**Requirement**
Return the records that follow unaltered. Omit every picture.

☆ ☆ ☆ ☆ ☆ ☆ ☆

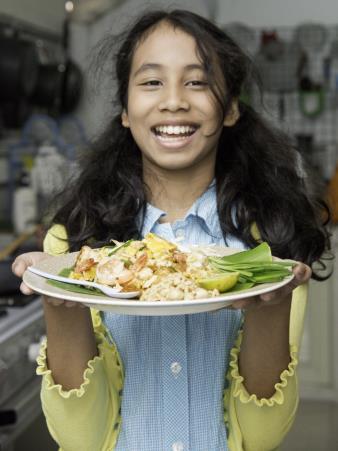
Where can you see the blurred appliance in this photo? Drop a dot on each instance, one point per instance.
(21, 328)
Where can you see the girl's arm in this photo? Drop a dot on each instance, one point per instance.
(265, 350)
(71, 339)
(69, 330)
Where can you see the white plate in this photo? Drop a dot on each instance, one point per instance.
(54, 265)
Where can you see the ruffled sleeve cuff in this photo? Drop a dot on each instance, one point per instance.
(238, 389)
(107, 362)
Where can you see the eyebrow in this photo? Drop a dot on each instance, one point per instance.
(149, 66)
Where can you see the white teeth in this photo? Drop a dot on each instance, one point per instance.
(175, 129)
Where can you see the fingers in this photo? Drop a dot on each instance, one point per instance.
(21, 262)
(302, 274)
(58, 302)
(25, 290)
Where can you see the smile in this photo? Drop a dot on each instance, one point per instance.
(174, 135)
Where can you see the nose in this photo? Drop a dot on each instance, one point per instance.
(173, 99)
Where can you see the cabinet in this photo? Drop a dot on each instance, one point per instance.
(318, 369)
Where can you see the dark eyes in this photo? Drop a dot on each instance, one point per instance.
(193, 83)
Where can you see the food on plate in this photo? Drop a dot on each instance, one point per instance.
(161, 271)
(221, 282)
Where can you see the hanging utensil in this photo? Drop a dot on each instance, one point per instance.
(312, 39)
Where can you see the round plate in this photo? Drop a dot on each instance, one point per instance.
(54, 265)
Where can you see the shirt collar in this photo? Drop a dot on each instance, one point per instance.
(204, 208)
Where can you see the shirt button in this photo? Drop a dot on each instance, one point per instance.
(180, 233)
(178, 446)
(175, 368)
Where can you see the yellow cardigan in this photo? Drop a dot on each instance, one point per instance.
(88, 418)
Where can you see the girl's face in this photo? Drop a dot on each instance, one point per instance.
(172, 114)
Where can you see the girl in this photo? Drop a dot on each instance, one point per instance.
(182, 158)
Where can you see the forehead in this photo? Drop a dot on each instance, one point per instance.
(166, 46)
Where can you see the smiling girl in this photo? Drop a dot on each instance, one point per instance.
(183, 158)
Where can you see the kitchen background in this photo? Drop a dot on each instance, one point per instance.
(48, 114)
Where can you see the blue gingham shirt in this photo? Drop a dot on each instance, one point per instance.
(175, 366)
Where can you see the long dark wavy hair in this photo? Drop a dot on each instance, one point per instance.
(257, 178)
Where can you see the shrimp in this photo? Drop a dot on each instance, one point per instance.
(111, 270)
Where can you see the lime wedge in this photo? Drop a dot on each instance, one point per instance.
(221, 283)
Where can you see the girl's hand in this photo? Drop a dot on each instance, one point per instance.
(20, 265)
(302, 274)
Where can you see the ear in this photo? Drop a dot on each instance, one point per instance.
(233, 115)
(124, 119)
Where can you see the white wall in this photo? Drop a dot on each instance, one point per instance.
(48, 14)
(269, 13)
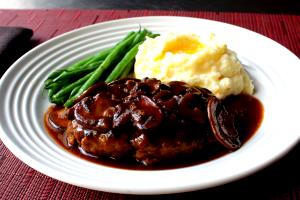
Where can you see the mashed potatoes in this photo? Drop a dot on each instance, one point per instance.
(198, 61)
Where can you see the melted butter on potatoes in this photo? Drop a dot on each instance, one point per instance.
(199, 61)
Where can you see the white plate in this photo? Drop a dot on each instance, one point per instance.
(275, 71)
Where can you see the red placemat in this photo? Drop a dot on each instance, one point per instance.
(279, 181)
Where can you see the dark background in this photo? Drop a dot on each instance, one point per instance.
(266, 6)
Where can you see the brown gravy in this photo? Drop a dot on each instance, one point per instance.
(250, 115)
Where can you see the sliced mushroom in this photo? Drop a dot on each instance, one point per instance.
(222, 124)
(146, 114)
(57, 119)
(190, 107)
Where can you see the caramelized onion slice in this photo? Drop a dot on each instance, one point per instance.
(222, 124)
(146, 114)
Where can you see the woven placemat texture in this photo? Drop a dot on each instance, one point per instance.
(278, 181)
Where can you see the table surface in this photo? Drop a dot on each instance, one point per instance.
(281, 180)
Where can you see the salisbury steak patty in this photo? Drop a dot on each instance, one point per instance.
(148, 120)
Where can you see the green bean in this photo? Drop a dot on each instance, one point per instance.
(68, 89)
(119, 48)
(120, 68)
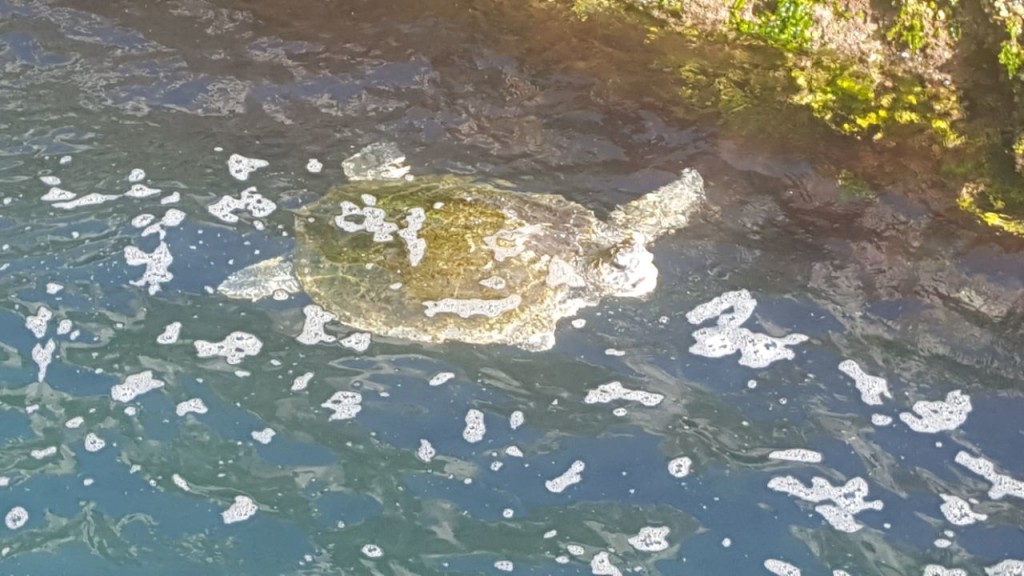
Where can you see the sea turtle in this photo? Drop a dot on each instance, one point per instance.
(448, 257)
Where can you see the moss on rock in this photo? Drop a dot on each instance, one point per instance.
(899, 73)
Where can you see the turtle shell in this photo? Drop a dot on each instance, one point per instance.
(446, 258)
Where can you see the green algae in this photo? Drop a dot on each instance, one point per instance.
(906, 83)
(786, 26)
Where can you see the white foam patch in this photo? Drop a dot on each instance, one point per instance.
(571, 476)
(57, 195)
(1007, 568)
(601, 565)
(426, 451)
(495, 283)
(16, 518)
(264, 436)
(779, 568)
(249, 201)
(171, 217)
(65, 327)
(467, 307)
(345, 405)
(939, 415)
(727, 336)
(170, 333)
(936, 570)
(93, 443)
(43, 452)
(235, 347)
(872, 388)
(680, 467)
(357, 341)
(38, 322)
(190, 406)
(440, 378)
(1003, 485)
(180, 482)
(847, 500)
(42, 356)
(881, 419)
(475, 427)
(650, 539)
(301, 381)
(240, 167)
(516, 419)
(958, 512)
(135, 385)
(796, 455)
(372, 550)
(312, 328)
(141, 191)
(157, 264)
(614, 391)
(373, 219)
(415, 245)
(243, 508)
(87, 200)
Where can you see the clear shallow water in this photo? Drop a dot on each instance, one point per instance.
(895, 282)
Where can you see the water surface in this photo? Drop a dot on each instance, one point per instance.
(892, 279)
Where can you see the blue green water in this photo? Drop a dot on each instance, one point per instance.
(896, 282)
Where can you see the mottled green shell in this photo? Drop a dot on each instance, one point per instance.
(538, 245)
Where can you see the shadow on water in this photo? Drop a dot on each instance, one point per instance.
(884, 273)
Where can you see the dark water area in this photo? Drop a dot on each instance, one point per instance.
(235, 465)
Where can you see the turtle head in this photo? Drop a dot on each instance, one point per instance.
(627, 270)
(664, 210)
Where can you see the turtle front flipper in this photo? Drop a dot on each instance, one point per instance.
(664, 210)
(266, 278)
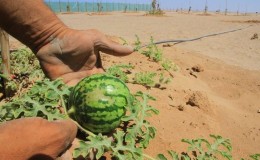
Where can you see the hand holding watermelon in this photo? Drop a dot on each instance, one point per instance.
(74, 54)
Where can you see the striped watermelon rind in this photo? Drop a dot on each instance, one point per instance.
(98, 103)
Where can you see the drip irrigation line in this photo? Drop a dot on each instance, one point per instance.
(177, 41)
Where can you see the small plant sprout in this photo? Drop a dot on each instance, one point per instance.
(146, 79)
(137, 43)
(120, 71)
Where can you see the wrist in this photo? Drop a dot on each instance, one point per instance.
(30, 21)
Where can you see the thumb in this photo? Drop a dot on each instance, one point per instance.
(113, 48)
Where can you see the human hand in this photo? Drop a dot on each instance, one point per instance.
(35, 138)
(74, 54)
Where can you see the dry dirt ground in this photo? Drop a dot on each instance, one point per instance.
(223, 98)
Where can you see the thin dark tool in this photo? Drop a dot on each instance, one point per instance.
(176, 41)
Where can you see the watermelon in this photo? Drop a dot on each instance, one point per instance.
(98, 103)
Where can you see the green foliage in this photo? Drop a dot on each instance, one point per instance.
(25, 69)
(164, 80)
(24, 62)
(169, 65)
(130, 143)
(42, 100)
(201, 149)
(145, 78)
(120, 71)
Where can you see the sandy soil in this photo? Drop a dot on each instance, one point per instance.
(226, 92)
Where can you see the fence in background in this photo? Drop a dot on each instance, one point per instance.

☆ ☆ ☆ ☆ ☆ ☆ ☆

**Expected output**
Where can you see the blurred appliance in this photo? Drop a dot on each instance, one point per instance.
(21, 328)
Where can you see the girl's arm in this photo? Drop a dot on each instance, one point per instance.
(265, 350)
(71, 339)
(69, 330)
Where can you see the white plate in this photo? Drop a dot on each instance, one point per instance.
(54, 265)
Where can you see the ruffled sleeve cuff in this photo? Drop a dot on each instance, one point per instance.
(238, 389)
(107, 362)
Where can you see the eyebrow in this photo? Drop a dot on each instance, one point per instance.
(149, 66)
Where can you see the white teeth in this photo? Drop a dot on each instance, one point per instance.
(175, 129)
Where can you see the fingers in this photo? Drop a dot on each instance, one point per instance.
(21, 262)
(302, 274)
(58, 302)
(25, 290)
Where can you see the smile in this photo? Drop a dot on each instance, one point per instance.
(174, 135)
Where can you see the nose in this photo? Drop a dot on each instance, one point per instance.
(173, 99)
Where can you see the cabinet in this photo? Drop a dot on each instance, one point per instance.
(318, 369)
Where can you see the dark eyes in this photo? Drop a dot on each instance, one point per instance.
(193, 83)
Where can you see the food on plate in this photo? Drop a dot on each instance, one point per instance.
(161, 271)
(221, 282)
Where can you see the hanging utensil in this photo? Drop a dot on each instance, one point per instance.
(312, 39)
Where can you see the round plate in this photo? Drop a dot on each instance, one point per instance.
(54, 265)
Where can you see the shirt collar in this photo? Drop a dot on each instance, one point per instance.
(204, 208)
Where can you see the shirt button in this photo? Drop a dot on each instance, one point per instance.
(180, 233)
(178, 446)
(175, 368)
Where can you see the yellow cardigan in this photo? Drop a dot on each instance, one point per instance.
(88, 418)
Where can you see the girl's face in this photo? Drop a dot on each instance, one point per instance.
(172, 114)
Where can you see the girl in this photo? Drop a dot on each instance, one point per instance.
(182, 158)
Where can you see the forehead in this photo? Drop a dot on each instance, one point per instance.
(166, 46)
Where can you see the smiling girl in this photo? Drop a dot on each instance, one point per instance.
(183, 158)
Where can you see the kitchen background in this photo? Drop a dot on each instance, one point per instance.
(48, 114)
Where can you see the blue gingham shirt in this photo? Drop a dot on each instance, one point per instance.
(175, 366)
Where can you see the long dark wavy hair in this photo? Drop a dot on each instance, one point per instance.
(257, 178)
Where can you see the shrimp in this photo? Drop a dot on each instance, one point per instance.
(111, 270)
Where can you see the lime wedge in this photo? Drop a dot on each instance, one point per instance.
(221, 283)
Where can you see the girl's hand in this photo? Drop a dot on each instance, one point per instance.
(20, 265)
(302, 274)
Where can you see the ear in this photo? Drop a dot on each instance, one point per instance.
(233, 115)
(124, 119)
Where can you see the white wall in this photo? Drop a dot on each instance, one point per instance.
(48, 14)
(269, 13)
Where can you see the mashed potatoes in this photo? Drop a dot on each instance, one point per instance.
(198, 61)
Where can you see the melted butter on potatoes in this photo? Drop a dot on each instance, one point per instance.
(199, 61)
Where can you see the white plate in this photo? Drop a dot on each instance, one point per instance.
(275, 71)
Where can you see the red placemat in this photo? Drop a dot on each instance, one point per instance.
(279, 181)
Where can you see the dark background in this photo? Drop a dot on each instance, one point per instance.
(266, 6)
Where can you see the brown gravy in this photo? Drop a dot on each instance, one point per instance.
(250, 115)
Where can you see the sliced mushroom in this photo? Drop a dot on each instance, one point per instance.
(222, 124)
(146, 114)
(57, 119)
(190, 107)
Where can you see the caramelized onion slice in this photo? Drop a dot on each instance, one point per instance.
(222, 124)
(146, 114)
Where can you see the woven placemat texture in this photo? Drop a dot on each instance, one point per instance.
(278, 181)
Where can you see the table surface in this photo? Drop a dot on each instance, one point per instance.
(281, 180)
Where can you see the salisbury steak patty in this photo? Drop a dot on each instance, one point per instance.
(148, 120)
Where can you see the green bean in this photo? Drop a dot on each instance, one point per instance.
(68, 89)
(119, 48)
(120, 68)
Where can you see the sea turtle in this photo? Drop a dot on each instance, one point per instance.
(448, 257)
Where can you see the moss on rock in this photo? Drop a dot on each instance, one point per instance.
(899, 73)
Where can you see the turtle shell in this photo? Drop a dot on each instance, one point per instance.
(446, 258)
Where can you see the green algae in this photo? Drop a dot on each instance, one point per instance.
(906, 83)
(786, 26)
Where can you see the white foam patch in this photo? Drop a dot on each instance, one point per instance.
(571, 476)
(57, 195)
(1007, 568)
(601, 565)
(426, 451)
(495, 283)
(16, 518)
(264, 436)
(779, 568)
(249, 201)
(171, 217)
(65, 327)
(467, 307)
(345, 405)
(939, 415)
(727, 336)
(170, 333)
(936, 570)
(93, 443)
(43, 452)
(235, 347)
(872, 388)
(680, 467)
(357, 341)
(38, 322)
(190, 406)
(440, 378)
(1003, 485)
(180, 482)
(847, 500)
(42, 356)
(881, 419)
(475, 427)
(650, 539)
(301, 381)
(240, 167)
(516, 419)
(958, 512)
(135, 385)
(796, 455)
(372, 550)
(312, 328)
(141, 191)
(157, 264)
(614, 391)
(373, 219)
(415, 245)
(243, 508)
(87, 200)
Where can you see the clear shallow water in this photo? Drop a dot on each instance, one point per instance.
(895, 282)
Where can you see the water surface in this photo? Drop a dot on each instance, one point per instance.
(892, 279)
Where can you see the blue green water in this photo? Drop a dot on each instance, one point per instance.
(896, 282)
Where can you see the mottled green shell in this photo? Drop a dot on each instance, one point per instance.
(538, 245)
Where can you see the shadow on water in this photo? Drop a dot on each instance, one point per instance.
(884, 273)
Where can you see the dark water area in this photo? Drop a dot on each instance, one point per instance.
(235, 465)
Where can you see the turtle head in this photo? Drop a dot on each instance, one point per instance.
(627, 270)
(664, 210)
Where can you see the turtle front flipper in this photo? Drop a dot on each instance, one point per instance.
(664, 210)
(266, 278)
Where can you see the hand holding watermelon in this photo? Drop a dot on each instance, one point per instance.
(74, 54)
Where can you see the striped watermelon rind in this photo? Drop a dot on each instance, one point per instance.
(98, 103)
Where can you see the drip irrigation line in this photo? Drop a dot on each instance, one point per instance.
(177, 41)
Where can you see the small plant sprout in this photo? Drop a dot on each instance, one point per instance.
(146, 79)
(137, 43)
(120, 71)
Where can you see the wrist in this photo? Drop a dot on each instance, one point per instance.
(30, 21)
Where can you see the thumb in this photo? Drop a dot on each instance, one point per instance.
(113, 48)
Where can you see the human hand in this photo? Drop a dot on each instance, one point per instance.
(35, 138)
(74, 54)
Where can you see the dry dirt ground in this photo? Drop a dot on each instance, one point per instance.
(223, 98)
Where can you see the thin dark tool in this photo? Drop a dot on each instance, one point per instance.
(176, 41)
Where can you see the watermelon in this photo? Drop a dot on each instance, one point per instance.
(98, 103)
Where can you see the green foliage in this photo? Drop a dot on each instance, one point per instance.
(25, 69)
(164, 80)
(24, 62)
(169, 65)
(130, 143)
(42, 100)
(201, 149)
(145, 78)
(120, 71)
Where can you see the sandy soil in this photo? Drop a dot on each instance, one point per instance.
(226, 92)
Where can you see the fence in background in this photo? Drop a dot on each instance, one point per instance.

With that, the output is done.